### Testo fornito
________________________________________

Il candidato PPD al Nazionale: "L'inchiesta contro due genitori accusati di aver abusato di entrambi i figli impone una riflessione sull’inadeguatezza delle pene per i pedofili e sulla sessualizzazione nella nostra società"
di Michele Moor *
L'inchiesta contro due genitori accusati di aver abusato di entrambi i figli impone una riflessione sull’inadeguatezza delle pene per i pedofili e sulla sessualizzazione nella nostra società.
La coppia, che vive nel Bellinzonese, è stata rinviata a giudizio con l’accusa di aver abusato di entrambi i figli, per dieci anni. Gli orchi (un tempo, prima che la neo lingua politicamente corretta ci privasse di certi termini, si chiamavano così), non lo avrebbero fatto solo in qualche, sporadica occasione (che, intendiamoci, sarebbe già di per sé un’aberrazione degna del massimo della pena). Ma un migliaio di volte! E quasi sempre in gruppo. Con tanto di foto e filmati, rinvenuti dalla polizia dopo che uno dei figli ha trovato la forza di dire basta.
A leggere certe notizie bisogna avere lo stomaco forte: violenza carnale, coazione sessuale, pornografia dura. Contro due bambini.
Ma temo che lo stomaco sarà messo di nuovo a dura prova quando leggeremo la durata della pena, se i due verranno riconosciuti colpevoli. Fermo restando il massimo rispetto per la Magistratura, va detto che ci siamo purtroppo abituati a pene ridicole. Ne abbiamo viste troppe per non intravedere una convinzione di base nel non voler usare la mano pesante contro certi individui che, un tempo, sarebbero stati definiti, e senza remore, come “rifiuti della società”.
Il che mette sotto i riflettori un altro problema: quello della Giustizia ingiusta.
“Via sicura” ha equiparato gli automobilisti indisciplinati a veri e propri criminali. Anche se si tratta di persone che non hanno provocato incidenti gravi, alcuni sono stati condannati a 24 mesi di detenzione. Per contro, in Ticino (e nel resto della Svizzera), ci sono stati pedofili condannati a soli sei mesi (è il caso di un docente), 14 mesi (è il caso di un maestro e di un terapeuta) o, dulcis in fundo, a una pena pecuniaria di 60 aliquote (è il caso di un politico).

________________________________________

(Dati delle espressioni referenziali)

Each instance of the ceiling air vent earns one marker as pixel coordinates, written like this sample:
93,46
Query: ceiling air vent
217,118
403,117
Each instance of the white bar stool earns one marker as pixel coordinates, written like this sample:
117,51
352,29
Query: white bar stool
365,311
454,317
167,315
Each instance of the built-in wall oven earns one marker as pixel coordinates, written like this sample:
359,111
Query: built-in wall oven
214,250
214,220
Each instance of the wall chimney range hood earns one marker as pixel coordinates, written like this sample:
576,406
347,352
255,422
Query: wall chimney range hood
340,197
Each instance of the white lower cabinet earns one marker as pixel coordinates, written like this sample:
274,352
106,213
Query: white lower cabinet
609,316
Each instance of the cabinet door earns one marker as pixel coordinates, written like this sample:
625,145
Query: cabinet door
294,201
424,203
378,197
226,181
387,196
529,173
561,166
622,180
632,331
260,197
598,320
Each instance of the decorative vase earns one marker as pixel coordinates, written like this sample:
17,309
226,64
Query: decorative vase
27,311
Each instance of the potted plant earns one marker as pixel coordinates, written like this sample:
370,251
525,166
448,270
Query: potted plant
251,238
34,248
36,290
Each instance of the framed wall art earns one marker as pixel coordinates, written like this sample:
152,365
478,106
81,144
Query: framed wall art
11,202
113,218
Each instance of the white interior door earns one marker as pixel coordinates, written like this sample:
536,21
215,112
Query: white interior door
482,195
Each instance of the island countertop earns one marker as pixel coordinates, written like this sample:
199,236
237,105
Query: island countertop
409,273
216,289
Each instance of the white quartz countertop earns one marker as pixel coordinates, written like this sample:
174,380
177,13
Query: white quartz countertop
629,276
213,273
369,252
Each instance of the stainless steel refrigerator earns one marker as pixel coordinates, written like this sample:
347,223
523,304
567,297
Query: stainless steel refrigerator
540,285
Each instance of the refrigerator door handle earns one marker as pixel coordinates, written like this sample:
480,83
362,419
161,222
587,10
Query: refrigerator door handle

________________________________________

### Cosa farai
**a)** Nel testo sulle pene per i pedofili, per quanto tempo la coppia del Bellinzonese avrebbe abusato dei figli?
**b)** Prosegui il testo sulle pene per i pedofili dopo l'ultima frase.

### Soluzioni
**a)** Per dieci anni.

**b)**
Peraltro, tutte condanne sospese con la condizionale. Senza pene accessorie. Senza obbligo di terapie, nonostante la pedofilia sia considerata malattia psichica. Perché questo è quello che prescrive la legge. Legge che, tra un’interpretazione e l’altra, contempla al massimo cinque anni di pena detentiva per atti sessuali con fanciulli, dieci per atti sessuali con persone incapaci di discernimento e inette a resistere, per coazione sessuale o violenza carnale.
Ma spesso, troppo spesso, sono state comminate pene molto più blande.
Pochi anni, se non mesi, a chi ha rovinato la vita, non di rado per sempre, a un essere umano che non ha ancora avuto il tempo di diventare adulto, ne ha minato la dignità, l’ha svilito e impiegato come merce.
Ergo, c’è qualcosa che non va.
In primo luogo nella Giustizia che, invece di optare per il perseguimento di ciò che è giusto, si dimostra iniqua, paralizzata dall’ansia di adattarsi ai pruriti di una società schiava della cultura dell’apparire, dove il sesso, anche quello imposto e violento, è comunque una conquista non trattabile. A prescindere. Se qualcuno straborda sì, sbaglia, ma non bisogna accanirsi…
La politica, spiace doverlo ammettere, non si è ancora resa conto di cos’è il senso delle proporzioni. Occorre capirlo al più presto, inasprire la legge, renderla non interpretabile e fare in modo che i pedofili siano condannati a pese pesantissime. A costo di essere definiti giustizialisti. Il gioco vale la candela.